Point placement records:
----------
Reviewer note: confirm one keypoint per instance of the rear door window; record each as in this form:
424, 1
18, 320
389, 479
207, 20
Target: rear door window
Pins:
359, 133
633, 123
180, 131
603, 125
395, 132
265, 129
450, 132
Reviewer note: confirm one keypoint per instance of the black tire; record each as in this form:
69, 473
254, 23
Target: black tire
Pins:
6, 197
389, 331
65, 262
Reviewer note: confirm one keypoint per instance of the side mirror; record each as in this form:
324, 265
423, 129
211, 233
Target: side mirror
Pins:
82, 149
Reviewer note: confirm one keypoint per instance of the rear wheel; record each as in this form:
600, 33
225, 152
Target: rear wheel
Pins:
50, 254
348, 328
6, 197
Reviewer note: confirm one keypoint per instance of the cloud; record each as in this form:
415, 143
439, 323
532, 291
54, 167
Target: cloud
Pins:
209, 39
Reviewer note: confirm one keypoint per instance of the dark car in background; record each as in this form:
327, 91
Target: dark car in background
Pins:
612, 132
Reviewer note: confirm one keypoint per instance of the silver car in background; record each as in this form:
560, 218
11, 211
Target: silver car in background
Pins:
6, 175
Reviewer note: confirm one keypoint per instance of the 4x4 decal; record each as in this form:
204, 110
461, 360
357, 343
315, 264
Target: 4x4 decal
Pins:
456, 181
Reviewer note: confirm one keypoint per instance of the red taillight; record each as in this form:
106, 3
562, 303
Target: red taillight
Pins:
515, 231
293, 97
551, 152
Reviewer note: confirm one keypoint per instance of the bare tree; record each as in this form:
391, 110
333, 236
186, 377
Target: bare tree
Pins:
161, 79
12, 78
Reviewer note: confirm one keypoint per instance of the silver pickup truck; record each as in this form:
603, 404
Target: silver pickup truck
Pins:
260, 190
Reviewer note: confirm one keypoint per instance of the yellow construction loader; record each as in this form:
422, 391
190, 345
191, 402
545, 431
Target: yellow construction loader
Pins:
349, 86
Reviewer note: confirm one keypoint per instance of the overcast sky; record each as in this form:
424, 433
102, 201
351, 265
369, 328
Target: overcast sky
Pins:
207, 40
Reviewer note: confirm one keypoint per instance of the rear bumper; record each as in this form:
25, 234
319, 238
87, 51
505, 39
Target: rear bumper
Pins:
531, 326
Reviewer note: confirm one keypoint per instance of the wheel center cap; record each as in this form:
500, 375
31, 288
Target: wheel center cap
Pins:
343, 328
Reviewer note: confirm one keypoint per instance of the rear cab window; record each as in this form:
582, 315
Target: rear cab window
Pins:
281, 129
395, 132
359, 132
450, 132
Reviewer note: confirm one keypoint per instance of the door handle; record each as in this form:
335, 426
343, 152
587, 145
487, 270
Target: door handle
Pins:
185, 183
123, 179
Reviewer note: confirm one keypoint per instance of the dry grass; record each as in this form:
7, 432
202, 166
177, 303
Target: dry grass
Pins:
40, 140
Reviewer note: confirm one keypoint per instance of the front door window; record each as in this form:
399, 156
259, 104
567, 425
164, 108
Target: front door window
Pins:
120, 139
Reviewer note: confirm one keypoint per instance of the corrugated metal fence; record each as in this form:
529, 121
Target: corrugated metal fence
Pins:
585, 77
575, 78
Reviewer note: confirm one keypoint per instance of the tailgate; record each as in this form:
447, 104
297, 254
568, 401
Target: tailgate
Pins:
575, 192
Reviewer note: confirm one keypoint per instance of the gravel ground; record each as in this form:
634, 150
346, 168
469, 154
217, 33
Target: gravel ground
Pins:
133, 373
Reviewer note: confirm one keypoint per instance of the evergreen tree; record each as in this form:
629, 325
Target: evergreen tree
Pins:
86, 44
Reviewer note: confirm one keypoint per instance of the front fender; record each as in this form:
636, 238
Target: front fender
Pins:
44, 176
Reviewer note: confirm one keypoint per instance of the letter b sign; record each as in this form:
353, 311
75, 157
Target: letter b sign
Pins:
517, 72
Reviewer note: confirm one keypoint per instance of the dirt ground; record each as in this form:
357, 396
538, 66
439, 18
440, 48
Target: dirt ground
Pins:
----------
The exercise:
Only the lines from the one containing "Reviewer note: confirm one keypoint per instance of the rear cab" through the end of the entries above belong in the answer; repeat them exactly.

Output of the task:
Reviewer note: confirm one keypoint per instance of the rear cab window; record each as in this form:
582, 315
Target: rear cab window
Pins:
281, 129
395, 132
359, 132
450, 132
Reviewer note: confirm one keypoint per instance of the door handle; record each as in this form:
335, 426
343, 152
587, 145
487, 270
Target: door handle
Pins:
185, 183
123, 179
Reviewer note: confirm one keypoint per instance of the dry grass; record each as in this form:
7, 432
202, 166
177, 303
Target: dry grass
Pins:
40, 140
Reviewer note: confirm one keypoint per instance of the front door window; record each as in this form:
399, 156
259, 104
567, 425
164, 108
Target: front door window
Pins:
120, 139
Reviewer note: confirm one keypoint per instance of the corrugated metal fence; record each as in this form:
529, 121
Target: corrugated metal fence
Pins:
585, 77
575, 78
Reviewer note: confirm one keypoint per instance of the tailgate; record each as in this form:
447, 104
297, 254
568, 401
Target: tailgate
Pins:
575, 192
Reviewer note: confirm one keypoint per instance of the gravel ground; record each as in this form:
634, 150
346, 168
469, 154
217, 33
Target: gravel ground
Pins:
133, 373
Reviewer note: confirm one keypoint per instance of the evergreen tree; record each as in this form:
629, 325
Target: evergreen tree
Pins:
86, 44
Reviewer note: confirm one keypoint per instance of the front fender; record each as in this form:
636, 238
Target: front fender
Pins:
44, 176
Reviewer note: confirm one keypoint per instance of the letter b sign; record each as in this form:
353, 311
75, 157
Target: letter b sign
Pins:
517, 72
Reviewer note: confirm one keypoint per instance of the dirt ground; record each as in this form:
357, 396
538, 66
439, 18
440, 48
Target: dirt ground
Pins:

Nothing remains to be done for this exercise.